**WRITTEN TASK**
Pick out each line in the records below that contains the word "lawn", and copy every such line.

==== MATERIAL ====

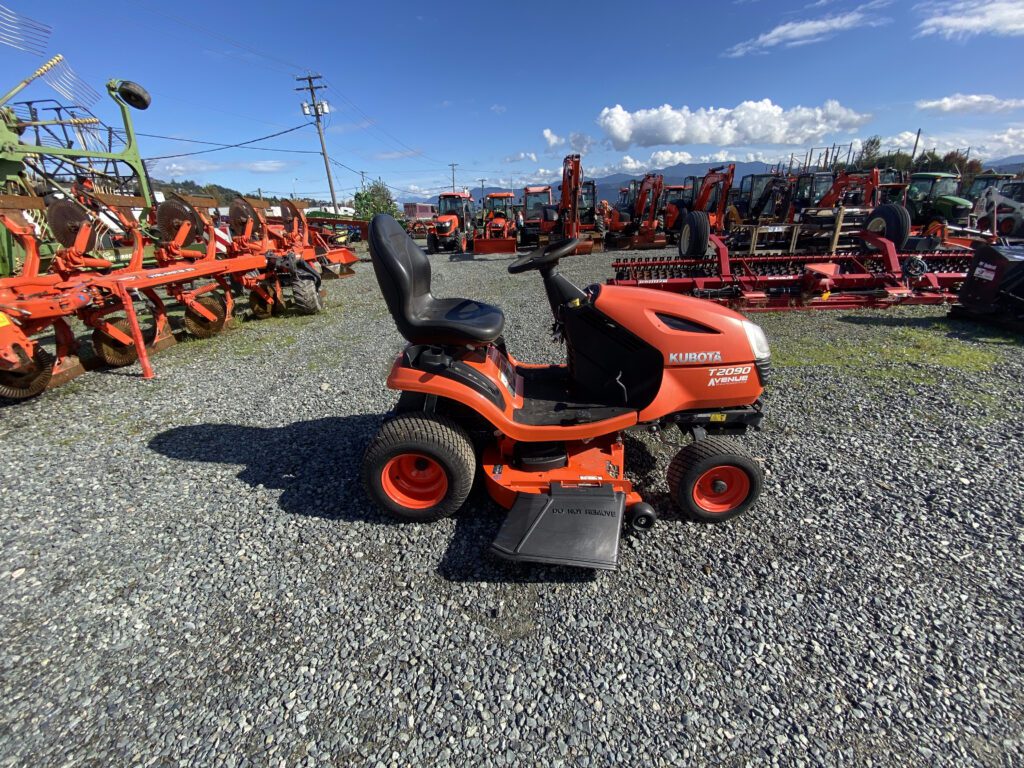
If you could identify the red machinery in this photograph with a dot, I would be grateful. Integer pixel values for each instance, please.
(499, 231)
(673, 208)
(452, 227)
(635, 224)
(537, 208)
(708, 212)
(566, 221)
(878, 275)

====
==== MATERIAL ====

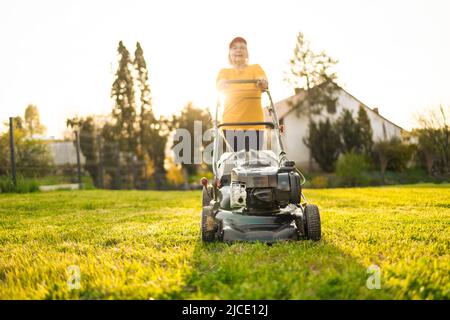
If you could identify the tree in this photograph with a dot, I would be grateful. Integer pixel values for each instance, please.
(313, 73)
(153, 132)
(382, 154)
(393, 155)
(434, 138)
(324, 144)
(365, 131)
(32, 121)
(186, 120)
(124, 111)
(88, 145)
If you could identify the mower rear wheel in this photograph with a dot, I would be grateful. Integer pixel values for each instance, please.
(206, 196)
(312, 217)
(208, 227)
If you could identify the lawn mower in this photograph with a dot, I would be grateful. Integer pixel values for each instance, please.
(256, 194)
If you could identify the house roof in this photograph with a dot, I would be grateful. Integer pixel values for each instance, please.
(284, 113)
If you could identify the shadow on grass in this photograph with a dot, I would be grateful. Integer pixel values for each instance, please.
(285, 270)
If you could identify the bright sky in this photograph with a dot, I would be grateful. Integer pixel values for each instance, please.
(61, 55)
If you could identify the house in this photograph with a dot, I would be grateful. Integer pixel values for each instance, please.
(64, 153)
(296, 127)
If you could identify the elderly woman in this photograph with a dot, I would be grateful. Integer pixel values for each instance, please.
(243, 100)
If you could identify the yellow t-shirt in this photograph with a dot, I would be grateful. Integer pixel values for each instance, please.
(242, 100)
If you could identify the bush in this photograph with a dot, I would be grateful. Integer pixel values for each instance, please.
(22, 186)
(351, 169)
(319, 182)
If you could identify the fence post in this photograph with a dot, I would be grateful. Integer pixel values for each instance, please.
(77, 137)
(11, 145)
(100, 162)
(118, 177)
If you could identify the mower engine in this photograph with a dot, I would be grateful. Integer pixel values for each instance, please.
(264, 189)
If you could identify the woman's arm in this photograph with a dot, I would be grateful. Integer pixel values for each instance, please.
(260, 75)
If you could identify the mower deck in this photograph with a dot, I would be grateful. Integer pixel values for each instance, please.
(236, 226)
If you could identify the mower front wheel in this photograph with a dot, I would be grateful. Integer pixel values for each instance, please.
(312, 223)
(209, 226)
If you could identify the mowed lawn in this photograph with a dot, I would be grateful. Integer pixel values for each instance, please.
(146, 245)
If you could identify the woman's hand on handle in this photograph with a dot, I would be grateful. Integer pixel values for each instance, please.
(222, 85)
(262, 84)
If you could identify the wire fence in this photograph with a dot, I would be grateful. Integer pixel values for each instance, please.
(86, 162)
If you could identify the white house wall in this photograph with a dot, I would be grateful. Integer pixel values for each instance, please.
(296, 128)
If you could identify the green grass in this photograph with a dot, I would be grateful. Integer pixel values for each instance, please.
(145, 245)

====

**EXERCISE ANSWER**
If you could identify the lawn mower in this photograph with a dot, I would be grateful. Integer pixel values for each instance, please.
If you could identify the mowed lawn in this photograph with a dot, I would be grateful. Integer pixel values for each instance, please.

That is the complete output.